__Kaynak Metin__.
——————————

RUSYA’NIN GELENEKSEL SİYASETİ - Marks
Londra, Cuma, 29 Temmuz 1853
1848 anayasalarından sonuncusu da Danimarka Kralının coup d’état’sıyla devrilmiş bulunuyor. Lex Regia’nın[65] iptali sonucu bir Rus ili haline gelmeye mahkûm olan ülkeye bir Rus anayasası verilmiş durumda.75 Daha sonraki bir mektupta, bu ülkedeki olaylara ilişkin bir expose[66] vereceğim.
“Bizim siyasetimiz, gelecek dört ay içinde, yeni hiçbir şey olmamasını sağlamaktır, umarım bunu başaracağız, çünkü insanlar genellikle beklemeyi yeğ tutar; ama beşinci ay olaylar açısından verimli olmalıdır.”
Kont Pozzo di Borgo, 28 Kasım 1828’de Kont Nesselrod’a böyle yazmıştı. Şimdi Kont Nesselrod, aynı kuraldan yola çıkıyor. Rusya bir yandan prensliklerdeki sivil hükümetlerin yerini almak suretiyle askerî bakımdan elkoymayı tamamlarken ve Besarabya ile Kırım’a asker akıtırken, bir yandan da, arabuluculuğunun kabul edileceğine dair Avusturya’ya imada bulunuluyor, Bonaparte’a da, öne sürdüğü önerileri çarın olumlu karşılaması olasılığının bulunduğu ima ediliyor.
Paris ve Londra’daki hükümetler, özürlerinin Nikola tarafından lütfen kabul edilebileceği olasılığıyla rahatlamış durumdalar. Kadın sultana dönüşmüş Avrupa saraylarının tümü, iman etmişlerin âlicenap komutanı, mendilini hangisine atacak diye merakla bekliyorlar. Onları, bu havada haftalarca, ne haftalarcası, aylarca bekletmiş, askıda bırakmış olan Nikola, birdenbire yaptığı açıklamada, Türkiye ile arasındaki anlaşmazlıkta ne İngiltere’nin, ne Fransa’nın, ne Avusturya’nın, ne Prusya’nın hiçbir ilişkisi, hiçbir işi olmadığını, sadece Türkiye ile görüşebileceğini bildiriyor. İstanbul’daki elçilik mensuplarını geri çağırması da, Türkiye ile görüşmesini kolaylaştırmak içindi. Ama o, öteki devletlerin, Rusya’nın işlerine karışamayacağını ilan ederken, duyuyoruz ki, öte yanda, Fransa’nın, İngiltere’nin, Avusturya’nın ve Prusya’nın temsilcileri, Viyana’da düzenledikleri konferansta, Doğu Sorununun çözümlenmesi için, kuluçkadan civciv çıkarır gibi tasarı üstüne tasarı hazırlayarak zaman öldürüyorlar. Bu sahte konferanslara, ne Türk, ne Rus elçiler katılıyor. Bu arada, sultan, bu ayın 8’inde, silah zoruyla tahttan indirilmesini önleyebilmek üzere bir savaş hükümeti kurdu, ancak aynı günün akşamı Lord Redcliffe’in baskısıyla, hükümeti dağıtmak zorunda kaldı. Sultan şimdi o kadar şaşırmış durumda ki, St. Petersburg’a Avusturyalı bir ulak göndererek, çarın, doğrudan görüşmelere yeniden başlayıp başlamayacağını sormaya niyetleniyor. St. Petersburg’a bizzat Reşit Paşanın gidip gitmeyeceği, ulağın dönüşüne ve getireceği yanıta bağlı olacak. Reşit Paşa, St. Petersburg’dan İstanbul’a anlaşma taslağının yeni notlarını gönderecek; bu notlar St. Petersburg’a geri yollanacak ve St. Petersburg’un son yanıtı İstanbul’a gönderilmeden hiçbir şey kesinlikle çözüme bağlanmış olmayacak – ve böylece beşinci ay gelecek ve doğal ki Karadeniz’e hiçbir donanma giremeyecek; ve çar, eski işgallerinden beri, ta 1820’den bu yana yaptığı vaatleri yineleyip durduğu prensliklerde, kış ayları boyunca, sakin sakin kalmaya devam edecek.

——————————

__Kayıtlı Veriler__.

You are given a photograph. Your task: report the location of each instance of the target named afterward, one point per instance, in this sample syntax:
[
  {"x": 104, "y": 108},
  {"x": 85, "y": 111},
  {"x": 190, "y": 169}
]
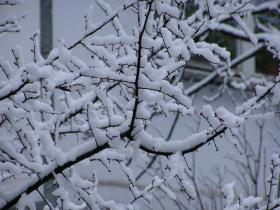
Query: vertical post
[
  {"x": 46, "y": 27},
  {"x": 46, "y": 45}
]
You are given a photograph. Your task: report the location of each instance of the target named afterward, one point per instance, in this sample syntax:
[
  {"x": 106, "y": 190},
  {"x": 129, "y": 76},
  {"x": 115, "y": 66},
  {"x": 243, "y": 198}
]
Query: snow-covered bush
[{"x": 104, "y": 106}]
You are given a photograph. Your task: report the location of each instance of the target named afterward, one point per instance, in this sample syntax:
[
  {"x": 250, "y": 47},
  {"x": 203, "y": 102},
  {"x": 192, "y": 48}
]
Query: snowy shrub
[{"x": 104, "y": 106}]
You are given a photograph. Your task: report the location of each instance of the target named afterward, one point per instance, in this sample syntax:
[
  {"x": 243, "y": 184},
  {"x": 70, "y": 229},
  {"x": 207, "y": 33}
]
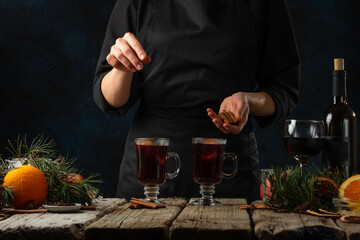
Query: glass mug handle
[
  {"x": 177, "y": 162},
  {"x": 234, "y": 158}
]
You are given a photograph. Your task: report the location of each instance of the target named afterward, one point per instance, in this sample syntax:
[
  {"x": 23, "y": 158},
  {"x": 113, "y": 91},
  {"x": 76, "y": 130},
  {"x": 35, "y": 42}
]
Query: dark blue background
[{"x": 48, "y": 54}]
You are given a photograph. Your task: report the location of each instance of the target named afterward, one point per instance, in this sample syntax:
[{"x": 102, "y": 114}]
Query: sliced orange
[{"x": 350, "y": 188}]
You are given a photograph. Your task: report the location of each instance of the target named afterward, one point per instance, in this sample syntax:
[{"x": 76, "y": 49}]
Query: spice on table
[
  {"x": 90, "y": 207},
  {"x": 350, "y": 219},
  {"x": 25, "y": 211},
  {"x": 323, "y": 214},
  {"x": 142, "y": 203}
]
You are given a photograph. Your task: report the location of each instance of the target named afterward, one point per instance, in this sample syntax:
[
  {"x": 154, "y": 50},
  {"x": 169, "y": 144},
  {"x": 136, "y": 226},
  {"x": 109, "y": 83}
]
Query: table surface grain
[{"x": 112, "y": 219}]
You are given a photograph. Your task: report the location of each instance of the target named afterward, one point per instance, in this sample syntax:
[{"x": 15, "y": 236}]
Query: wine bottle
[{"x": 340, "y": 127}]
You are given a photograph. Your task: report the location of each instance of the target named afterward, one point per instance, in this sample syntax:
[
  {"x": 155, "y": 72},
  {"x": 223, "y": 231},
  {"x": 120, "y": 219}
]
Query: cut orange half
[{"x": 350, "y": 188}]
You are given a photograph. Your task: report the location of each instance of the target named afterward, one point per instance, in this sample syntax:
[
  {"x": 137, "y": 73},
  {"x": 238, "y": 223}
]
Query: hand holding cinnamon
[{"x": 235, "y": 110}]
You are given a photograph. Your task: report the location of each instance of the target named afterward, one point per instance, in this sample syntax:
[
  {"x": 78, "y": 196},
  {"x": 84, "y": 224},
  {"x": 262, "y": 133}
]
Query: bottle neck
[
  {"x": 339, "y": 86},
  {"x": 339, "y": 99}
]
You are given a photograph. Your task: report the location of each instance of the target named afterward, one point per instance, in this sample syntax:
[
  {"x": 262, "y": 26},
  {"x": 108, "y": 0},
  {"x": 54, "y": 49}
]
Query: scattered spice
[{"x": 136, "y": 203}]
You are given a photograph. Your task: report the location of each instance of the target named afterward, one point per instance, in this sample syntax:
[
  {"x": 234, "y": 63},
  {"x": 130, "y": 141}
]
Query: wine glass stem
[{"x": 302, "y": 168}]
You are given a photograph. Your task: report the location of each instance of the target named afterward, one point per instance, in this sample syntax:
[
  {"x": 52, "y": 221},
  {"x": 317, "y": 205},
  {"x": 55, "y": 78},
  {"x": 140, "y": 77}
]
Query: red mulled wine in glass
[
  {"x": 152, "y": 155},
  {"x": 209, "y": 154},
  {"x": 303, "y": 140}
]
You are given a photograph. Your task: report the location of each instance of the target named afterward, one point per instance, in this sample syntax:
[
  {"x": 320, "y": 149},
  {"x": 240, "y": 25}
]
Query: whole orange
[{"x": 27, "y": 184}]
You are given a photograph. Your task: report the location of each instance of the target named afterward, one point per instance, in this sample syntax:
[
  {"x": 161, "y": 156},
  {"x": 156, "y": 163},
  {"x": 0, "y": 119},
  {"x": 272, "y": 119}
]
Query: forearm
[
  {"x": 115, "y": 87},
  {"x": 261, "y": 104}
]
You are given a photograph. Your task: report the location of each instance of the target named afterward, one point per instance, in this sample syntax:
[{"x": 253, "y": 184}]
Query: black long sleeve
[
  {"x": 279, "y": 65},
  {"x": 122, "y": 20}
]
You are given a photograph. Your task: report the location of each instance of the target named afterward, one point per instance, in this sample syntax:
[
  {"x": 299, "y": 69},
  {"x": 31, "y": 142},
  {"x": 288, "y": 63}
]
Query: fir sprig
[
  {"x": 41, "y": 153},
  {"x": 6, "y": 197},
  {"x": 290, "y": 190}
]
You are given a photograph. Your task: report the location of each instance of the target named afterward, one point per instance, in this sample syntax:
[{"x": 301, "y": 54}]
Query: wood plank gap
[
  {"x": 171, "y": 222},
  {"x": 321, "y": 228}
]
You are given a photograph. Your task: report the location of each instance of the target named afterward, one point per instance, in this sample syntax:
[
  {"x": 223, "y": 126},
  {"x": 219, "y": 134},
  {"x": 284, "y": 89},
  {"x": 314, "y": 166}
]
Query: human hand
[
  {"x": 238, "y": 104},
  {"x": 127, "y": 54}
]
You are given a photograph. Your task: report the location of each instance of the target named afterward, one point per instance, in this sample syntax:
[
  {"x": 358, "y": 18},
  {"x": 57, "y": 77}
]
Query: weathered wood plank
[
  {"x": 128, "y": 223},
  {"x": 226, "y": 221},
  {"x": 352, "y": 230},
  {"x": 272, "y": 225},
  {"x": 321, "y": 228},
  {"x": 53, "y": 226}
]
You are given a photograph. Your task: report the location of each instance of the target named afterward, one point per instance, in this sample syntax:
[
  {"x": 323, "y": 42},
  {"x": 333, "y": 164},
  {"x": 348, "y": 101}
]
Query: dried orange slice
[
  {"x": 350, "y": 188},
  {"x": 325, "y": 187}
]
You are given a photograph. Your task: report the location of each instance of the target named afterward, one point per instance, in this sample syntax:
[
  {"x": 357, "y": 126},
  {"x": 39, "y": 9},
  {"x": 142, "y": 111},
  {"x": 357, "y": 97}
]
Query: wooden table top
[{"x": 179, "y": 220}]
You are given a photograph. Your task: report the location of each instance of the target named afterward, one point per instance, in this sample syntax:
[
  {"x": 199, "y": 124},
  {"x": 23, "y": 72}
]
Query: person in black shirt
[{"x": 186, "y": 60}]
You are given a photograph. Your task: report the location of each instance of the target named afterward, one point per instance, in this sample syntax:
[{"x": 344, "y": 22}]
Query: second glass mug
[
  {"x": 152, "y": 155},
  {"x": 209, "y": 155}
]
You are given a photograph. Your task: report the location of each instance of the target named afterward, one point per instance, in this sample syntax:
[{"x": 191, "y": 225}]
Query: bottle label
[{"x": 336, "y": 153}]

——————————

__Görevler__.
(A) Rusya'nın geleneksel siyasetine dair metinde "Kont Pozzo di" ifadesinden "bulunduğu ima ediliyor." ifadesine kadar olan kısmı hiç değiştirmeden kopyalayın.
(B) Rusya'nın geleneksel siyasetine dair metni son cümlesinden sonra devam ettirin.
Veriler, metinden ayrı bir malzemedir.

__Cevap Anahtarı__.
(A)
Kont Pozzo di Borgo, 28 Kasım 1828’de Kont Nesselrod’a böyle yazmıştı. Şimdi Kont Nesselrod, aynı kuraldan yola çıkıyor. Rusya bir yandan prensliklerdeki sivil hükümetlerin yerini almak suretiyle askerî bakımdan elkoymayı tamamlarken ve Besarabya ile Kırım’a asker akıtırken, bir yandan da, arabuluculuğunun kabul edileceğine dair Avusturya’ya imada bulunuluyor, Bonaparte’a da, öne sürdüğü önerileri çarın olumlu karşılaması olasılığının bulunduğu ima ediliyor.

(B)
Sırp Bakan Garaşanin’in, Rusya’nın isteği üzerine görevden alındığını biliyorsunuz. Bu ilk zaferin ardından Rusya, şimdi, Rusya’ya karşıt bütün subayların ordudan ayıklanmasında direniyor. Bu önlemi, hâlâ iş başında olan Prens Aleksandır’ın yerine, kesinlikle Rusya’nın ve Rus çıkarlarının maşası olan Prens Mihayil Obrenoviç’in geçirilmesi önlemlerinin izlemesi amaçlanıyor. Prens Aleksandır, bu felaketten kaçınmak için, Avusturya’nın da baskısıyla sultana karşı çıktı ve kesin bir tarafsızlık gütme niyetinde olduğunu açıkladı. Sırbistan’daki Rus entrikaları, Paris gazetesi Presse’de şöyle anlatılıyor:
“Herkes biliyor ki, Orsova köyündeki –içinde tek Rusun yaşamadığı ama Sırp nüfusun tam orta yerinde bulunan bu sefil köydeki– Rus konsolosluğu zavallı bir yapıdır, ama Rus [sayfa 96] propagandasının da kaynağıdır. 1840’taki Brayla olayında, 1850’deki John Lutzo olayında ve bu yakınlarda Garaşanin’in bakanlıktan çekilmesine neden olan ondört Rus subayın tutuklanması olayında Rus parmağı olduğu hukuken saptanmıştır. Prens Mençikov’un da İstanbul’da kaldığı sırada, Bursa ve İzmir’de, ajanları vasıtasıyla, Tesalonya, Arnavutluk ve Yunanistan’dakilere benzer entrikaları kışkırttığı da biliniyor.”
Rusya’nın siyasetinde, yalnızca amaçlan yönünden değil, ama o amaçlara ulaşma yolundaki tutumu bakımından da, geleneksel niteliğinin ötesinde, çarpıcı bir özellik görülmüyor. Şimdiki Doğu Sorununda hiçbir karmaşıklık, hiçbir iş, hiçbir resmî nota yok ki, tarihin bilinen sayfalarındaki benzerinin damgasını taşımasın.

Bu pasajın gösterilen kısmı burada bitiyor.